(Available records)

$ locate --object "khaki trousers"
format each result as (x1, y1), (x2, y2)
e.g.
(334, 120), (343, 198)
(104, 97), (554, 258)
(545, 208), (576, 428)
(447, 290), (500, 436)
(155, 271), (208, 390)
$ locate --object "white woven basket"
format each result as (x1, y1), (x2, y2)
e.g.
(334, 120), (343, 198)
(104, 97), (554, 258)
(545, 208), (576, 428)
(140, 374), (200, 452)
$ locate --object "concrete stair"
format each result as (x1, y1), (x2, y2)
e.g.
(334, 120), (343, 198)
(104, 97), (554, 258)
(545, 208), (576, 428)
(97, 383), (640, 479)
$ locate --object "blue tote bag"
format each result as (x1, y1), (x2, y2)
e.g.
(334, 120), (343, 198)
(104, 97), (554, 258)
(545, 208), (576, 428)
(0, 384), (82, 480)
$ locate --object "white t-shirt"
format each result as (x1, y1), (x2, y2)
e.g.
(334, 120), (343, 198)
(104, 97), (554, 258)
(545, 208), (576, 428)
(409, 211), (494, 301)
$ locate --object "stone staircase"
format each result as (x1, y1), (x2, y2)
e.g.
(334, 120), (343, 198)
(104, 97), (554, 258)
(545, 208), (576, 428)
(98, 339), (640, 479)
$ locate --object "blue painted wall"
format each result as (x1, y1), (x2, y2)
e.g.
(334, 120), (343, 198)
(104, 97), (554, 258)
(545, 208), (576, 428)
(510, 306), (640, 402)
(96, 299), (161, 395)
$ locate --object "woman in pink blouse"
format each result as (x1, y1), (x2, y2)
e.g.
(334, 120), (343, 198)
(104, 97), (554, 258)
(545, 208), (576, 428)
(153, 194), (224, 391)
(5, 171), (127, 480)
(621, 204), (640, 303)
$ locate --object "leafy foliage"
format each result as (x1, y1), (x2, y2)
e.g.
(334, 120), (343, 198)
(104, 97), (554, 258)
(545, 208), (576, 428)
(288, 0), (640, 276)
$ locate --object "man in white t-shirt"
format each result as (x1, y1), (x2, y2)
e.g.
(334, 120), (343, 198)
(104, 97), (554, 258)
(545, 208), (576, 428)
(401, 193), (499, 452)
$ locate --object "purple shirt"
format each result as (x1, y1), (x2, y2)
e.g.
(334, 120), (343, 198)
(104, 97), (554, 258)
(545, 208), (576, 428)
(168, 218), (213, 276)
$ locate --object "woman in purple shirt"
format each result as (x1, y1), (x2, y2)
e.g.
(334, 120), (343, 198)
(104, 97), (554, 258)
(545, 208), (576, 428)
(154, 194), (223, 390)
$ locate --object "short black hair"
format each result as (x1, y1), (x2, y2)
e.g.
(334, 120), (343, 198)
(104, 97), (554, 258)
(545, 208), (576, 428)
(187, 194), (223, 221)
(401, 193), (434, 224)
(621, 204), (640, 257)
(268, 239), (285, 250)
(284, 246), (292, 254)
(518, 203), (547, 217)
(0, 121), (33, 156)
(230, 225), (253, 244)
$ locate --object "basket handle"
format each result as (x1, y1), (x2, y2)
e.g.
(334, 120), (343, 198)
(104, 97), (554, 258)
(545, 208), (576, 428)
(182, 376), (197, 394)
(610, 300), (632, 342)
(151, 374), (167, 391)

(End Available records)

■ Problem to solve ■
All of the entries, from the first line to the last, should be duplicated exactly.

■ Exercise response ■
$ locate --object "khaki trousers"
format each result as (x1, y1), (x2, y2)
e.g.
(334, 120), (343, 198)
(104, 97), (554, 258)
(545, 208), (576, 428)
(447, 290), (500, 436)
(155, 271), (208, 390)
$ locate --object "white woven basket"
format each result as (x1, y1), (x2, y2)
e.g.
(334, 120), (343, 198)
(104, 97), (554, 258)
(545, 208), (576, 428)
(140, 374), (200, 452)
$ locate --object "concrete stair"
format each result as (x1, y1), (x2, y2)
e.g.
(334, 120), (343, 198)
(104, 97), (554, 258)
(545, 208), (576, 428)
(97, 383), (640, 479)
$ locate --object "blue tote bag"
format each result as (x1, y1), (x2, y2)
e.g.
(334, 120), (343, 198)
(104, 97), (554, 258)
(545, 208), (576, 428)
(0, 384), (82, 480)
$ locate --object "white t-shirt"
format each result as (x1, y1), (x2, y2)
e.g.
(334, 120), (343, 198)
(104, 97), (554, 258)
(545, 208), (576, 428)
(409, 211), (494, 301)
$ locate --object "stone staircase"
format each result as (x1, y1), (x2, y2)
e.g.
(334, 120), (343, 198)
(104, 97), (554, 258)
(545, 208), (576, 428)
(98, 339), (640, 479)
$ locate --object "blue painted wall"
format each result as (x1, y1), (x2, y2)
e.g.
(334, 120), (343, 198)
(104, 97), (554, 258)
(545, 208), (576, 428)
(510, 306), (640, 402)
(96, 299), (161, 395)
$ locate --object "woman in pink blouse"
format each result as (x1, y1), (x2, y2)
e.g.
(334, 120), (343, 198)
(104, 97), (554, 258)
(545, 208), (576, 428)
(153, 194), (224, 391)
(5, 171), (127, 480)
(621, 204), (640, 303)
$ locate --object "leafy foliage"
format each result as (x1, y1), (x2, y2)
e.g.
(334, 120), (343, 198)
(104, 97), (554, 258)
(545, 208), (576, 428)
(288, 0), (640, 276)
$ locate --object "man in white t-shirt"
format each result as (x1, y1), (x2, y2)
e.g.
(334, 120), (343, 198)
(104, 97), (554, 258)
(545, 208), (576, 428)
(401, 193), (499, 452)
$ locate --object "purple shirt"
format each result as (x1, y1), (x2, y2)
e.g.
(334, 120), (343, 198)
(104, 97), (554, 258)
(545, 208), (576, 428)
(168, 218), (213, 276)
$ locate --object "woman in purple shirt"
format each result as (x1, y1), (x2, y2)
e.g.
(334, 120), (343, 198)
(104, 97), (554, 258)
(545, 208), (576, 428)
(154, 194), (223, 390)
$ locate --object "short black hair"
format each result as (x1, y1), (x2, y2)
e.g.
(334, 120), (343, 198)
(104, 97), (554, 258)
(545, 208), (576, 428)
(187, 194), (223, 221)
(401, 193), (434, 224)
(621, 204), (640, 257)
(268, 239), (285, 250)
(284, 246), (292, 254)
(518, 203), (547, 217)
(0, 121), (33, 156)
(230, 225), (253, 244)
$ locate --object "basket handle"
format each result as (x1, y1), (x2, y2)
e.g.
(334, 120), (343, 198)
(104, 97), (554, 258)
(545, 208), (576, 428)
(182, 376), (197, 394)
(610, 300), (632, 342)
(151, 374), (167, 391)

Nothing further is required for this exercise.